_What to work on_
1. List each distinct proper name in the passage about Amazon that names a company, a person, or a show.
2. Write the next part of the passage about Amazon, picking up right after its final sentence.

_Passage_
#####

I’ve been fascinated with Amazon (and devices from them) for years now. So much that I’ve been in the process (a long process …) of writing a book on how this one company has and continues to change the rules of customer engagement for almost every business. And as the years go by, maybe the most fascinating thing about Amazon is that the number of ways they are impacting customer expectations for engaging with vendors grows larger and come faster as time goes on.
Recent Amazon Lessons
There is so much going on with Amazon these days I find myself watching them constantly and looking for lessons to take away from all the moves they’re making, from a customer engagement perspective. And I not alone in my non-stop watching, as my friend and ecommerce thought leader John Lawson is a big time Amazon watcher as well. So it was only natural for us to take our watching to a new level and do it together, which is what our video podcast Watching Amazon is all about.

#####

_Entries supplied_
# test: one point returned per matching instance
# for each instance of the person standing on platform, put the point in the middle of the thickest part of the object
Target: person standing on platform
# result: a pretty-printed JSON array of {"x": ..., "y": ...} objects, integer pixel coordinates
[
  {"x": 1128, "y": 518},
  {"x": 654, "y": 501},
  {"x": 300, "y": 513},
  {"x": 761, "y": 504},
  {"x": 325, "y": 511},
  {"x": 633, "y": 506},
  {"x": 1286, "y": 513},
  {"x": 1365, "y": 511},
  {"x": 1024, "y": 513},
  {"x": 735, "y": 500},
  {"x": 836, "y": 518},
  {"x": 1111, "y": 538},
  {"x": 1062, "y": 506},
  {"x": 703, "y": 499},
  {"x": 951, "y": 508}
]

#####

_Answers below_
1.
Amazon
John Lawson
Watching Amazon

2.
So, while this is a bit different than the usual conversations I post here weekly, there are so many interesting things going on around Amazon that I thought I’d share one of our Watching Amazon episodes we call The Week in Watching, where John and I look at a few developments that caught our attention recently and discuss their potential impact on ecommerce and customer engagement. Here we talk about the recent announcement that liquor sales are coming to Amazon Prime Now, what the Google-Walmart voice shopping partnership will mean for the industry, and how Amazon’s recent acquisition of a shopping mall to use as a fulfillment center is business jujitsu that only they could pull off.
Below is an edited transcript of our conversation. To see the full episode — with corny jokes included — click on the embedded video and audio players below.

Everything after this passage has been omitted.